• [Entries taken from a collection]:
↓
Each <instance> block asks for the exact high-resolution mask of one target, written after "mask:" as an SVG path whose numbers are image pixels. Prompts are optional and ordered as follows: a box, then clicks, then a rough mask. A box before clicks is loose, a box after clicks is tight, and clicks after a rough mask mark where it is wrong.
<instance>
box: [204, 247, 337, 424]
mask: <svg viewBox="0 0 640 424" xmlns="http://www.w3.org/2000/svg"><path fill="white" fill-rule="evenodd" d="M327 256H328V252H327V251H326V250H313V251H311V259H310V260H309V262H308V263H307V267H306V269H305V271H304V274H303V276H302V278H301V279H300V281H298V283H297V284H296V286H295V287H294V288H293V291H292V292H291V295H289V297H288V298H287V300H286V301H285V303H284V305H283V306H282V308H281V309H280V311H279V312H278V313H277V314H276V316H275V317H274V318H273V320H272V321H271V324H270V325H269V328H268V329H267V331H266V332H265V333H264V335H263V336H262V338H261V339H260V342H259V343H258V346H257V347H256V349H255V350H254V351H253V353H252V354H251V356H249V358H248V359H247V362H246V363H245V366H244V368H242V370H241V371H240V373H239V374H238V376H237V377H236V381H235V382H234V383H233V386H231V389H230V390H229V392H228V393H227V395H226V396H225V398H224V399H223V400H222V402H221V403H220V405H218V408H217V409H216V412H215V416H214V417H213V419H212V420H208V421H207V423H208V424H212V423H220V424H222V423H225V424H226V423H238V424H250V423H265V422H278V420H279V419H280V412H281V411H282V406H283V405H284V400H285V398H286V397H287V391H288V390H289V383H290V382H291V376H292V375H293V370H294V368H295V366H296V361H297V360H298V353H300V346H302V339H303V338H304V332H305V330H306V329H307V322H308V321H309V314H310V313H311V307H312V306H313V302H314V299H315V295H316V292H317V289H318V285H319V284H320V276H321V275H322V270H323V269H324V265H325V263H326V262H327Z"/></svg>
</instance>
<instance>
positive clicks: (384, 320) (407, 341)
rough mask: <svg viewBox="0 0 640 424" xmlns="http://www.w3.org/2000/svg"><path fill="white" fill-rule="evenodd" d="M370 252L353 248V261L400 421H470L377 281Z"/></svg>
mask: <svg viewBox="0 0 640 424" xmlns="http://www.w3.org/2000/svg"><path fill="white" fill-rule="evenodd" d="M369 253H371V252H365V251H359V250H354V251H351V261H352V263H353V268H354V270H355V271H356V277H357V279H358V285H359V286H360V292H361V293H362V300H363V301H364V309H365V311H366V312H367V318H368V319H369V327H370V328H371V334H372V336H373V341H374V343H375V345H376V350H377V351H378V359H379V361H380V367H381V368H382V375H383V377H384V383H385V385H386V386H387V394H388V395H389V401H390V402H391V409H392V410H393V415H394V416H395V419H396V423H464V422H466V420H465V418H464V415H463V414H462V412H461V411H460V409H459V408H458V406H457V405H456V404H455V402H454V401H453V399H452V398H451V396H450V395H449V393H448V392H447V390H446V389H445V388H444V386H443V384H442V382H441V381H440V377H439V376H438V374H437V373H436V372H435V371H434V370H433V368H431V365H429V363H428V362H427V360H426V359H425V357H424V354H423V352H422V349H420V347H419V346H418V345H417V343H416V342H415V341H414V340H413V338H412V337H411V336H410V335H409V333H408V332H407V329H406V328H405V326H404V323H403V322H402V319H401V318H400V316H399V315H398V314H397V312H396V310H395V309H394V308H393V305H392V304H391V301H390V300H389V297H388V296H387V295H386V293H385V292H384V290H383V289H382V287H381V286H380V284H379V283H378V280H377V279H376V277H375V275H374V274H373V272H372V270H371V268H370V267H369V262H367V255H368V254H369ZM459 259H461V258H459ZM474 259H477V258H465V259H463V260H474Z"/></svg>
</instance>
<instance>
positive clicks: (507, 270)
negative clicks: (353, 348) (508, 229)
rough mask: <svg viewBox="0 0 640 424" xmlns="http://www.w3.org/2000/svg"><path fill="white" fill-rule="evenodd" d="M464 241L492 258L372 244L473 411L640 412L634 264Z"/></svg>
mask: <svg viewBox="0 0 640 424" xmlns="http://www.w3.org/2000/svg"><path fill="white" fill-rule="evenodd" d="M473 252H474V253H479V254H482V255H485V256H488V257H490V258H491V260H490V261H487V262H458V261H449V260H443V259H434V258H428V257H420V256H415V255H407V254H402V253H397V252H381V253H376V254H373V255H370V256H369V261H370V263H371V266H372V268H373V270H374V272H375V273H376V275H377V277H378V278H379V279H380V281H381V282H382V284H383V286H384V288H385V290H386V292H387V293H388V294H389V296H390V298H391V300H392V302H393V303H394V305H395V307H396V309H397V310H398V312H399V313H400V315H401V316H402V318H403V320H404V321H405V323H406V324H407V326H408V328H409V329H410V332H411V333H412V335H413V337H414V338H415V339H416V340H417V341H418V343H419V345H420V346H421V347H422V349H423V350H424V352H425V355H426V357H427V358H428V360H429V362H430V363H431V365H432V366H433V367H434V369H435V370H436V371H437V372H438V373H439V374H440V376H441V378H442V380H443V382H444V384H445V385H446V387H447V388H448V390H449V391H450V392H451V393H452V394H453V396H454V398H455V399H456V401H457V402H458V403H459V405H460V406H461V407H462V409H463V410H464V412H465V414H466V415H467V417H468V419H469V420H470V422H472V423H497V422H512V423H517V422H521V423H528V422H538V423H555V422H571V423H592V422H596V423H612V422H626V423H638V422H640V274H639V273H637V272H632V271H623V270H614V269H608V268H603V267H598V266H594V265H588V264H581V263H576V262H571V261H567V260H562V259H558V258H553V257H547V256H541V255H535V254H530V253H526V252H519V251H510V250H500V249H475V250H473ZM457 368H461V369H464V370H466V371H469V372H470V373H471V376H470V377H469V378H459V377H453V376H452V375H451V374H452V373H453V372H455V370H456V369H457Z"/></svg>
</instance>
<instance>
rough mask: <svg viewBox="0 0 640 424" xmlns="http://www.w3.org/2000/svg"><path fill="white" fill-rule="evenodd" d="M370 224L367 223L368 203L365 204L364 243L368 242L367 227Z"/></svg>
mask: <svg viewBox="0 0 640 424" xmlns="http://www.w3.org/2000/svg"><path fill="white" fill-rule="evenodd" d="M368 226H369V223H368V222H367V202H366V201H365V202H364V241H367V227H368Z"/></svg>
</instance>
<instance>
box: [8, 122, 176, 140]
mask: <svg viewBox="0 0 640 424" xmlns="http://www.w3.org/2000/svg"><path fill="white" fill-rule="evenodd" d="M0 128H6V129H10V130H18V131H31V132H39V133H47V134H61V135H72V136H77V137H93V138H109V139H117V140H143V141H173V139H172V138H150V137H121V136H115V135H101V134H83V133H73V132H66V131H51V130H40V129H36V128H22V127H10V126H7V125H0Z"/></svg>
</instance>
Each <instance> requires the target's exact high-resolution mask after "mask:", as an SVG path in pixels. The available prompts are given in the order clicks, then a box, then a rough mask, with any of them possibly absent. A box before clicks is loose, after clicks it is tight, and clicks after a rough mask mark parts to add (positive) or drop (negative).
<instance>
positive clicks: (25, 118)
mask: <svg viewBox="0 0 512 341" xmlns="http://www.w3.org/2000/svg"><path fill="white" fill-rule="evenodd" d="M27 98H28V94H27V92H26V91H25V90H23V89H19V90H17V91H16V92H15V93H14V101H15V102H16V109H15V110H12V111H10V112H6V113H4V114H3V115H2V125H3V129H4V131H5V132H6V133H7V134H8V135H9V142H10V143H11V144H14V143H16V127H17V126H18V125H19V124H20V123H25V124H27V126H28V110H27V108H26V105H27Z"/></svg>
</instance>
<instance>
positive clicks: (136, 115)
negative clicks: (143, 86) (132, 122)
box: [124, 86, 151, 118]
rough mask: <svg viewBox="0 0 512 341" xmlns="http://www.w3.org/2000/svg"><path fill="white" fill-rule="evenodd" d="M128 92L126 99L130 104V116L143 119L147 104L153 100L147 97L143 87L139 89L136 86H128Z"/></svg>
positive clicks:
↑
• [Work required]: Reproduce only those lines of the entries above that run from the line with "92L126 99L130 104V116L143" to the final line.

• [Final answer]:
rough mask: <svg viewBox="0 0 512 341" xmlns="http://www.w3.org/2000/svg"><path fill="white" fill-rule="evenodd" d="M128 92L126 99L130 104V116L143 119L147 104L153 100L147 97L143 87L139 89L136 86H128Z"/></svg>
positive clicks:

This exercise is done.